Request: Format all of the rows below as a Markdown table with two columns, Row and Text, where Row gives each line's number in order. Omit blank lines and the pictures.

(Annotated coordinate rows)
— begin —
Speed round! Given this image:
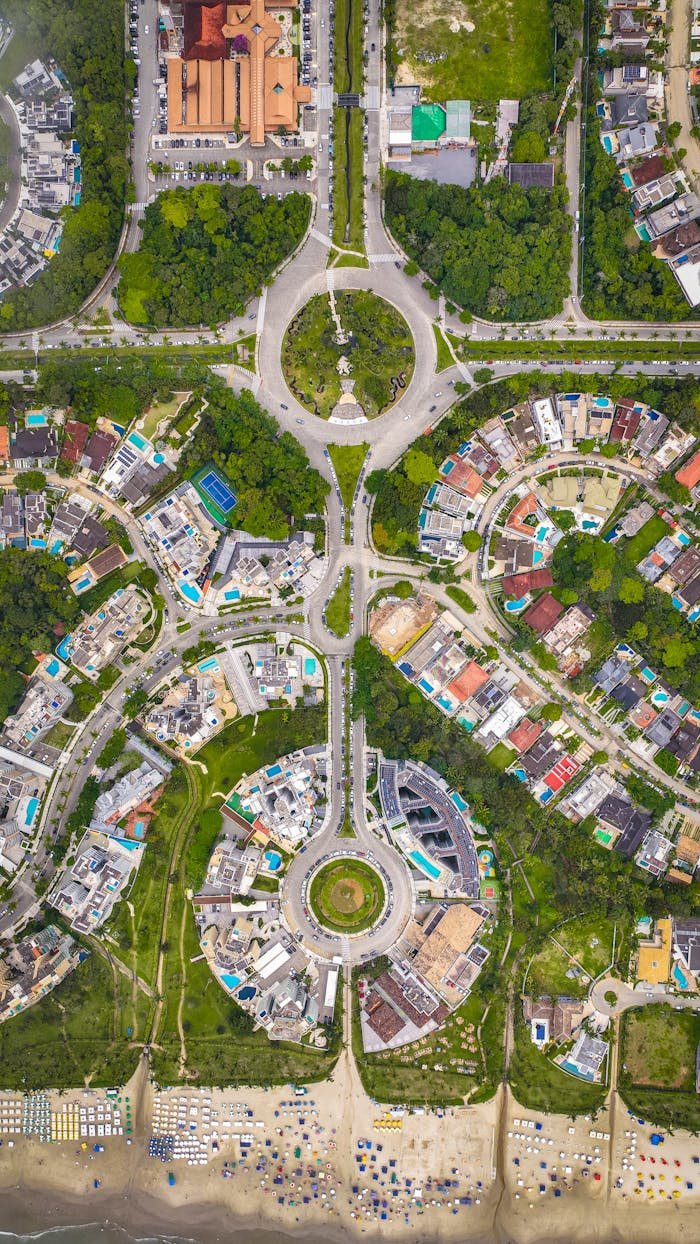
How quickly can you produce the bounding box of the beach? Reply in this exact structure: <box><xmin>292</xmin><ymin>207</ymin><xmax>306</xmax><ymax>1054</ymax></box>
<box><xmin>0</xmin><ymin>1054</ymin><xmax>700</xmax><ymax>1244</ymax></box>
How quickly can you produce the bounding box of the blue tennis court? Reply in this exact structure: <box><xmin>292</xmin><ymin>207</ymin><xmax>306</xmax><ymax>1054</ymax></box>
<box><xmin>199</xmin><ymin>470</ymin><xmax>237</xmax><ymax>514</ymax></box>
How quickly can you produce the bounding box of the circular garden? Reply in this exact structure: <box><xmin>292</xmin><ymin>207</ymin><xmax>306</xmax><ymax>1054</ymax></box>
<box><xmin>308</xmin><ymin>857</ymin><xmax>387</xmax><ymax>934</ymax></box>
<box><xmin>282</xmin><ymin>290</ymin><xmax>415</xmax><ymax>420</ymax></box>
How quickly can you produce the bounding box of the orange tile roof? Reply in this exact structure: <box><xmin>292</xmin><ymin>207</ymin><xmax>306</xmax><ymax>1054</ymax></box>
<box><xmin>448</xmin><ymin>661</ymin><xmax>490</xmax><ymax>703</ymax></box>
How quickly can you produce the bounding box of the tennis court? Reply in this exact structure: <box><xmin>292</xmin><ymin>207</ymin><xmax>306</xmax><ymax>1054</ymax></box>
<box><xmin>199</xmin><ymin>470</ymin><xmax>237</xmax><ymax>514</ymax></box>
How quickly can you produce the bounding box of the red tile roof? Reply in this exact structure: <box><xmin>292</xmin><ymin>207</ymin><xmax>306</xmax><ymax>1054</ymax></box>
<box><xmin>522</xmin><ymin>592</ymin><xmax>564</xmax><ymax>634</ymax></box>
<box><xmin>448</xmin><ymin>661</ymin><xmax>489</xmax><ymax>703</ymax></box>
<box><xmin>502</xmin><ymin>570</ymin><xmax>555</xmax><ymax>600</ymax></box>
<box><xmin>61</xmin><ymin>419</ymin><xmax>90</xmax><ymax>463</ymax></box>
<box><xmin>675</xmin><ymin>449</ymin><xmax>700</xmax><ymax>488</ymax></box>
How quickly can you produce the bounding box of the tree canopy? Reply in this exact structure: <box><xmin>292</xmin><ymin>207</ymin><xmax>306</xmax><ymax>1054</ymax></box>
<box><xmin>385</xmin><ymin>173</ymin><xmax>571</xmax><ymax>320</ymax></box>
<box><xmin>117</xmin><ymin>182</ymin><xmax>310</xmax><ymax>327</ymax></box>
<box><xmin>0</xmin><ymin>549</ymin><xmax>81</xmax><ymax>720</ymax></box>
<box><xmin>187</xmin><ymin>388</ymin><xmax>328</xmax><ymax>540</ymax></box>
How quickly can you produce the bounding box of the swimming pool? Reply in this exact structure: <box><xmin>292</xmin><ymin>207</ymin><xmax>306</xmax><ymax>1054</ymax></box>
<box><xmin>56</xmin><ymin>634</ymin><xmax>71</xmax><ymax>661</ymax></box>
<box><xmin>409</xmin><ymin>851</ymin><xmax>440</xmax><ymax>881</ymax></box>
<box><xmin>504</xmin><ymin>596</ymin><xmax>527</xmax><ymax>613</ymax></box>
<box><xmin>221</xmin><ymin>972</ymin><xmax>241</xmax><ymax>989</ymax></box>
<box><xmin>673</xmin><ymin>963</ymin><xmax>688</xmax><ymax>989</ymax></box>
<box><xmin>178</xmin><ymin>578</ymin><xmax>201</xmax><ymax>605</ymax></box>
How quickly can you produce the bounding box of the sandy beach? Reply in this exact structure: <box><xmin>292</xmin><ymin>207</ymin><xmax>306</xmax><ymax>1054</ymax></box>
<box><xmin>0</xmin><ymin>1055</ymin><xmax>700</xmax><ymax>1244</ymax></box>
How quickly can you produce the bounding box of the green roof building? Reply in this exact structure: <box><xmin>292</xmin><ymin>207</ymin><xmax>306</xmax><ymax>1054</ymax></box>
<box><xmin>410</xmin><ymin>103</ymin><xmax>446</xmax><ymax>147</ymax></box>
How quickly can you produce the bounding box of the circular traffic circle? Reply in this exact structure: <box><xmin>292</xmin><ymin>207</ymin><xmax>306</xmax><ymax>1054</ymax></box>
<box><xmin>307</xmin><ymin>856</ymin><xmax>387</xmax><ymax>937</ymax></box>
— end —
Response below:
| Row | Text |
|---|---|
| 1 | Speed round! Given this image: |
| 2 | How quickly can you produce the bounding box of the beach? Reply in this exact structure: <box><xmin>292</xmin><ymin>207</ymin><xmax>306</xmax><ymax>1054</ymax></box> |
| 3 | <box><xmin>0</xmin><ymin>1054</ymin><xmax>700</xmax><ymax>1244</ymax></box> |
| 4 | How quickly can you produce the bounding box of the blue tennis court? Reply in this exact structure: <box><xmin>292</xmin><ymin>207</ymin><xmax>306</xmax><ymax>1054</ymax></box> |
| 5 | <box><xmin>199</xmin><ymin>470</ymin><xmax>237</xmax><ymax>514</ymax></box> |
| 6 | How quickly can you produce the bounding box of the circular garden? Reply in this exact structure: <box><xmin>292</xmin><ymin>207</ymin><xmax>306</xmax><ymax>1054</ymax></box> |
| 7 | <box><xmin>308</xmin><ymin>857</ymin><xmax>387</xmax><ymax>934</ymax></box> |
| 8 | <box><xmin>282</xmin><ymin>290</ymin><xmax>415</xmax><ymax>420</ymax></box> |
| 9 | How quickly can you produce the bounding box of the orange tile roof? Reply in this exact structure: <box><xmin>292</xmin><ymin>207</ymin><xmax>306</xmax><ymax>1054</ymax></box> |
| 10 | <box><xmin>448</xmin><ymin>661</ymin><xmax>490</xmax><ymax>703</ymax></box> |
| 11 | How quickly can you produce the bounding box of the tennis court? Reply in this exact structure: <box><xmin>292</xmin><ymin>207</ymin><xmax>306</xmax><ymax>1054</ymax></box> |
| 12 | <box><xmin>199</xmin><ymin>470</ymin><xmax>237</xmax><ymax>514</ymax></box> |
| 13 | How quickly can you produce the bounding box of the red tile roof? Reply in this exact structure: <box><xmin>292</xmin><ymin>207</ymin><xmax>306</xmax><ymax>1054</ymax></box> |
| 14 | <box><xmin>522</xmin><ymin>592</ymin><xmax>564</xmax><ymax>634</ymax></box> |
| 15 | <box><xmin>448</xmin><ymin>661</ymin><xmax>489</xmax><ymax>703</ymax></box> |
| 16 | <box><xmin>502</xmin><ymin>570</ymin><xmax>555</xmax><ymax>600</ymax></box> |
| 17 | <box><xmin>61</xmin><ymin>419</ymin><xmax>90</xmax><ymax>463</ymax></box> |
| 18 | <box><xmin>675</xmin><ymin>449</ymin><xmax>700</xmax><ymax>488</ymax></box> |
| 19 | How quickly can you produce the bounding box of the tree canopy? Reply in this exact structure: <box><xmin>292</xmin><ymin>207</ymin><xmax>306</xmax><ymax>1054</ymax></box> |
| 20 | <box><xmin>385</xmin><ymin>173</ymin><xmax>571</xmax><ymax>320</ymax></box> |
| 21 | <box><xmin>117</xmin><ymin>182</ymin><xmax>310</xmax><ymax>327</ymax></box> |
| 22 | <box><xmin>0</xmin><ymin>549</ymin><xmax>81</xmax><ymax>720</ymax></box> |
| 23 | <box><xmin>187</xmin><ymin>388</ymin><xmax>328</xmax><ymax>540</ymax></box> |
| 24 | How quickly can you produce the bounding box of the swimming pool? Reply in this exact structure: <box><xmin>292</xmin><ymin>207</ymin><xmax>306</xmax><ymax>1054</ymax></box> |
| 25 | <box><xmin>56</xmin><ymin>634</ymin><xmax>71</xmax><ymax>661</ymax></box> |
| 26 | <box><xmin>409</xmin><ymin>851</ymin><xmax>440</xmax><ymax>881</ymax></box> |
| 27 | <box><xmin>504</xmin><ymin>596</ymin><xmax>527</xmax><ymax>613</ymax></box> |
| 28 | <box><xmin>221</xmin><ymin>972</ymin><xmax>241</xmax><ymax>989</ymax></box> |
| 29 | <box><xmin>673</xmin><ymin>963</ymin><xmax>688</xmax><ymax>989</ymax></box> |
| 30 | <box><xmin>178</xmin><ymin>578</ymin><xmax>201</xmax><ymax>605</ymax></box> |
| 31 | How quickly can you produce the bounding box of the sandy beach? Reply in this exact structure: <box><xmin>292</xmin><ymin>207</ymin><xmax>306</xmax><ymax>1054</ymax></box> |
| 32 | <box><xmin>0</xmin><ymin>1055</ymin><xmax>700</xmax><ymax>1244</ymax></box> |
| 33 | How quickly can you produce the bounding box of the green roof building? Reply in this exact structure: <box><xmin>292</xmin><ymin>207</ymin><xmax>306</xmax><ymax>1054</ymax></box> |
| 34 | <box><xmin>410</xmin><ymin>103</ymin><xmax>446</xmax><ymax>147</ymax></box> |
| 35 | How quickly can you produce the bounding box of the circular traffic circle? Reply in this exact structure: <box><xmin>292</xmin><ymin>207</ymin><xmax>306</xmax><ymax>1054</ymax></box> |
| 36 | <box><xmin>307</xmin><ymin>856</ymin><xmax>387</xmax><ymax>937</ymax></box> |